### [The records]
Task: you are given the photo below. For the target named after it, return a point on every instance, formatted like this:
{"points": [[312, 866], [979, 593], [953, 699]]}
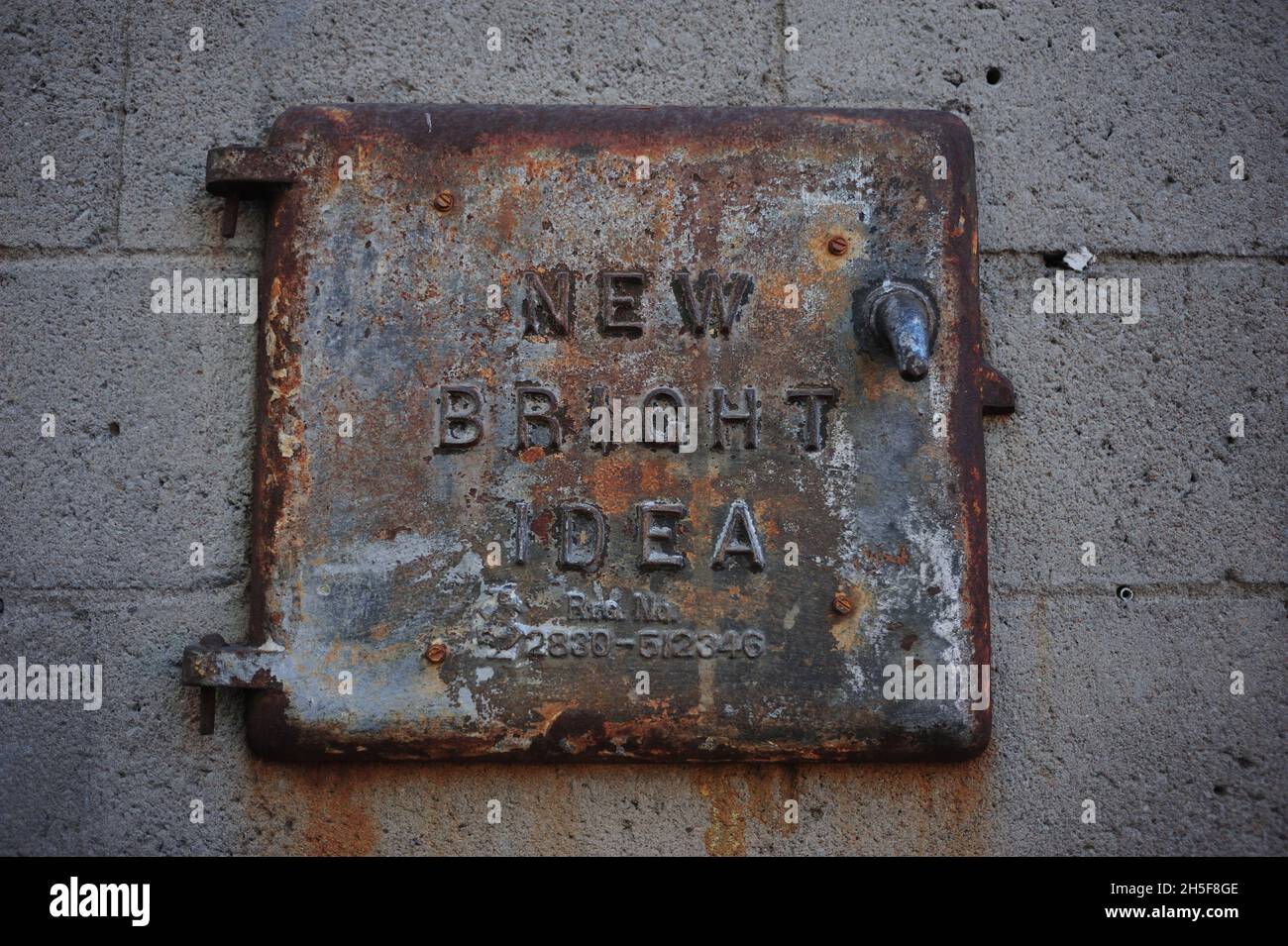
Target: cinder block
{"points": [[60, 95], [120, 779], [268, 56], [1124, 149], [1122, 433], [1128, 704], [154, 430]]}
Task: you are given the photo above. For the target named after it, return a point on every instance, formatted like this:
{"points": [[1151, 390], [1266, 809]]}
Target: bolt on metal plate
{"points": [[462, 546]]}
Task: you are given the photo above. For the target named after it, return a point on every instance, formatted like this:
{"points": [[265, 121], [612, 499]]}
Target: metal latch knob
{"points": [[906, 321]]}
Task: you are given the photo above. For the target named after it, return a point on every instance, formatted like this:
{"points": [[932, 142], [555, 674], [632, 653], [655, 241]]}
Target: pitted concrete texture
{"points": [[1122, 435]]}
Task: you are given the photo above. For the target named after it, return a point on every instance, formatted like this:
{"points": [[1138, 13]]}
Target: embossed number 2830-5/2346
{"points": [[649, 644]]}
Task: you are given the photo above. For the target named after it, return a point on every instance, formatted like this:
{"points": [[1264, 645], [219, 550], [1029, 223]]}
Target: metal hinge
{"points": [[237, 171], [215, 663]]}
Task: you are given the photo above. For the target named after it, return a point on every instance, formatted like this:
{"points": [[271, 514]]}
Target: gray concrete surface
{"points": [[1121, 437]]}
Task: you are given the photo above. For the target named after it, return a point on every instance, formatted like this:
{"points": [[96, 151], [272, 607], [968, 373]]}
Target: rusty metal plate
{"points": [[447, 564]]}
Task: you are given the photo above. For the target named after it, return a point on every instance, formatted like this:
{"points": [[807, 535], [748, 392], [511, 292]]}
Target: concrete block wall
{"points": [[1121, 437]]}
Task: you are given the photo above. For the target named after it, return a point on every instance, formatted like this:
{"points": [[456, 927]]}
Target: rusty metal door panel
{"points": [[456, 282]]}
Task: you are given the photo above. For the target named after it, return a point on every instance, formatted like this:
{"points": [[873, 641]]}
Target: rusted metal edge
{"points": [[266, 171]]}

--

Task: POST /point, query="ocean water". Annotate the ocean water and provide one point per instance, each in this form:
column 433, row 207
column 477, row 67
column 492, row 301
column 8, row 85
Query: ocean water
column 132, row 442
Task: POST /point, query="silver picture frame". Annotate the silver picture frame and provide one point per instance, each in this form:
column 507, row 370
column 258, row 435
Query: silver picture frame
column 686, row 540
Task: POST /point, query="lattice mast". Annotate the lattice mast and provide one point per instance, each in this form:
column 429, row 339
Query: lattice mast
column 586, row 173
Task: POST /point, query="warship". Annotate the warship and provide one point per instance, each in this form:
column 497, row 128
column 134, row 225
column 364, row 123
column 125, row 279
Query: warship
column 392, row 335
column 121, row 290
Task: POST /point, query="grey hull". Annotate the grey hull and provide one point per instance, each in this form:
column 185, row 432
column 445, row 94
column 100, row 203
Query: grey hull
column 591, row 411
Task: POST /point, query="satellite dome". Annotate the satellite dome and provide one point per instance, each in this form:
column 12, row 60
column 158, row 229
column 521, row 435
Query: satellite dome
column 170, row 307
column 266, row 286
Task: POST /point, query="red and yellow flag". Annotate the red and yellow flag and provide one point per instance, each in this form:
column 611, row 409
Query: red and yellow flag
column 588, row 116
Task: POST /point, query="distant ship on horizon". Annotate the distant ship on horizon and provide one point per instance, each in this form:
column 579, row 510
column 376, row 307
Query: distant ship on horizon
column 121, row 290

### [What is required]
Find the string "provide" in the listing and return every line that holds it.

### [Exercise result]
Task: POST /point, query="ocean water". Annotate the ocean water and provide one point per instance, each in this form:
Task: POST /point, query="silver picture frame". Annotate the silver picture frame and provide one point per instance, each in this form:
Task: POST /point, query="lattice mast". Annotate the lattice mast and provide one point per instance, each in this form:
Task: POST /point, query="warship". Annotate the warship and provide one point per instance, each in this form:
Task: POST /point, query="grey hull". Annotate the grey hull and provide one point per instance, each in this form:
Task: POST /point, query="satellite dome". Annotate the satellite dome and provide one point per instance, each in this form:
Task: POST /point, query="red and yellow flag". Annotate the red and yellow flag and provide one point per instance, each in this form:
Task: POST /point, query="distant ship on horizon". Annotate the distant ship on horizon and provide one point per instance, each in this form:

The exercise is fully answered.